SPEECH BY MR. ANDREW CINO
Your Excellency, Mr. James Dauris, British Ambassador to Peru, Dr. Victor Lazo, President of the Williamson Educational Association, Mrs. Fiorella Marquez, National Director, graduating class of 2011, colleagues, parents and guests:
Promotion 24, today we celebrate your success at graduating from school and I would like to dedicate this short speech to one of the most important ingredients of success, failure.
This evening I would like to address you on the positive power of failure.
Before continuing, I will ask you to close your eyes for just 30 seconds and think of at least one failure in your life from which you have learned a valuable lesson. Are you ready? Please close your eyes and think of one positive failure. Was it difficult? I hope not.
Whenever I think of my positive failures, I remember my first competitive football match. We were 10 years old and we had been waiting for this match for a long time. We were keen and confident. We played the match and we lost 14-0! The following week we trained twice as hard and lost the next match 10-0. All of a sudden, we realized we were not potential George Bests and our self-esteem was very low. We headed for our third game totally lacking in confidence and motivation. We lost 7-0! At that point our coach pointed out to us that we were actually improving (from 14-0 to 7-0) and that you only really fail when you quit.

* Stored records *
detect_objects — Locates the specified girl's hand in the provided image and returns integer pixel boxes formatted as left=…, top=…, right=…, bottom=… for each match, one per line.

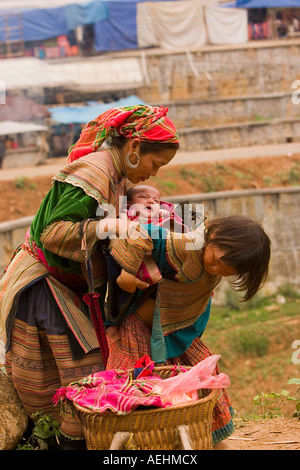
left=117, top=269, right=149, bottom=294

---

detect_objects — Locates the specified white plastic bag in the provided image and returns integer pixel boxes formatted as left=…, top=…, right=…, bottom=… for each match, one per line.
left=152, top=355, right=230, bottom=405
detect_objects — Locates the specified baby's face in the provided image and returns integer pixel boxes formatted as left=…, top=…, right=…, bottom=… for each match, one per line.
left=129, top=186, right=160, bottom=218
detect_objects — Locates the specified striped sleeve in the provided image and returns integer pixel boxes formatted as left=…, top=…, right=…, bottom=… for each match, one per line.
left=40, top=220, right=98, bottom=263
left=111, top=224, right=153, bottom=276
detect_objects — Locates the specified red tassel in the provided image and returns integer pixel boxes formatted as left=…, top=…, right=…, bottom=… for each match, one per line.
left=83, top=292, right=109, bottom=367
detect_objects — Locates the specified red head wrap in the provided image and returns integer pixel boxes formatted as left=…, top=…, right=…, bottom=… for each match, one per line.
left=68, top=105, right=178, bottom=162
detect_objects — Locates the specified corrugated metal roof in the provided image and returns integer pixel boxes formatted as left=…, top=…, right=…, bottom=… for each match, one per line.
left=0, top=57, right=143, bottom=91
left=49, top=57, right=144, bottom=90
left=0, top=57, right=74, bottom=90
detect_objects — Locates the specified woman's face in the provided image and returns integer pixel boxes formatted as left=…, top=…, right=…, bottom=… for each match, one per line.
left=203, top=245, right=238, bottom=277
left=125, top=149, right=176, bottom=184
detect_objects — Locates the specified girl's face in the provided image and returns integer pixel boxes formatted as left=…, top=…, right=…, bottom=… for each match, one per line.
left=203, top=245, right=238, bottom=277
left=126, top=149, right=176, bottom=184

* Aim of the task *
Answer these questions using the graduation speech.
1. Which year's graduating class does the speech greet?
2. For how many seconds does the speaker ask the listeners to close their eyes?
3. What was the score of the speaker's team's third football match?

* Task answer *
1. The class of 2011.
2. 30 seconds.
3. They lost 7-0.